━━ Document text
The authors see the common recommended approach to climate
change as another in a series of responses to what are perceived as
“eco-tragedies,” crises which began with Rachel Carson’s pesticide crisis in Silent Spring. “Catastrophe,”
“collapse,” “emergency,” “crisis,” and “apocalypse” are common ways to describe
climate change. Such eco-tragedy narratives often end in quasi-authoritarian
politics directed by the left, something the political right has strongly
rejected. There is the false suggestion that nature without technological
humans is harmonious and benign and all attempts to control nature will end in
tragedy, which is simply untrue. The authors analyze and rebut the conclusions
in Jared Diamond’s 2005 book, Collapse:
How Societies Choose to Fail or Succeed. They especially debunk Diamond’s
claims that Greenlanders starved because they refused to eat fish (which was
abundant) for cultural reasons because they were Christian farmers and beef and
pork eaters. This certainly seems odd. The authors see Diamond’s book as more
biased for the so-called human/nature split rather than as a scientific set of
stories.
━━━━
** Your goal **
Retype the passage on eco-tragedy narratives word for word.
━━ Records provided
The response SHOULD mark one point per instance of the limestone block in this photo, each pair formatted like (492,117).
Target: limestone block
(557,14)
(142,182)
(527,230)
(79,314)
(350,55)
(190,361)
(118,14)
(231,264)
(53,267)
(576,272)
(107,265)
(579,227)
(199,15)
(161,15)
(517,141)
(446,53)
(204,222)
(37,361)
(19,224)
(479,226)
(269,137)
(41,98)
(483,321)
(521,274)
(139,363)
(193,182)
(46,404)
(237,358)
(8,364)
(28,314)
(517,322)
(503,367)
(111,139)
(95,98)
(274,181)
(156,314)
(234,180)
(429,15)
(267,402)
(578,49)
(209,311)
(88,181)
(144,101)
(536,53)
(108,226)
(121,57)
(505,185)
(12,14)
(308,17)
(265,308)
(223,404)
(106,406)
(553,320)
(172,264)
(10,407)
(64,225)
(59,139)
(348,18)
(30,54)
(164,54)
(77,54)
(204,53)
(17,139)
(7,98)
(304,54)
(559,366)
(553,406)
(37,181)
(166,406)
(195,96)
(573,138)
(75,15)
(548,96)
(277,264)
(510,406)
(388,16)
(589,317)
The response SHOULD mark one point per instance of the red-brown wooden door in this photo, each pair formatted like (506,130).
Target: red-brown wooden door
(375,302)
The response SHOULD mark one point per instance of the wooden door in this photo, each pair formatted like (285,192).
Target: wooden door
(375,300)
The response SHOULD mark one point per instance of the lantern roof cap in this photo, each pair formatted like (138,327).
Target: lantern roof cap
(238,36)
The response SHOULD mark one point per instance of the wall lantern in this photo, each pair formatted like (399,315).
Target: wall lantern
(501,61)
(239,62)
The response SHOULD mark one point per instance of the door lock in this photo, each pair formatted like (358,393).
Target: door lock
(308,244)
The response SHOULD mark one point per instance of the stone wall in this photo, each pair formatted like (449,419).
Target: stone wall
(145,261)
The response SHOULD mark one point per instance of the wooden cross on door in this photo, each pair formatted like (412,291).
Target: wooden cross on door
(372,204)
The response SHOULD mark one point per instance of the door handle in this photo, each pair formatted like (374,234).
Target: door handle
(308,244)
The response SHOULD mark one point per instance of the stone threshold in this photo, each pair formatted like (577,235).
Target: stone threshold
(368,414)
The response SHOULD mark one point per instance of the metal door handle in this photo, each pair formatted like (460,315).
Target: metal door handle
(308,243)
━━━━
** Task solution **
The authors see the common recommended approach to climate
change as another in a series of responses to what are perceived as
“eco-tragedies,” crises which began with Rachel Carson’s pesticide crisis in Silent Spring. “Catastrophe,”
“collapse,” “emergency,” “crisis,” and “apocalypse” are common ways to describe
climate change. Such eco-tragedy narratives often end in quasi-authoritarian
politics directed by the left, something the political right has strongly
rejected. There is the false suggestion that nature without technological
humans is harmonious and benign and all attempts to control nature will end in
tragedy, which is simply untrue. The authors analyze and rebut the conclusions
in Jared Diamond’s 2005 book, Collapse:
How Societies Choose to Fail or Succeed. They especially debunk Diamond’s
claims that Greenlanders starved because they refused to eat fish (which was
abundant) for cultural reasons because they were Christian farmers and beef and
pork eaters. This certainly seems odd. The authors see Diamond’s book as more
biased for the so-called human/nature split rather than as a scientific set of
stories.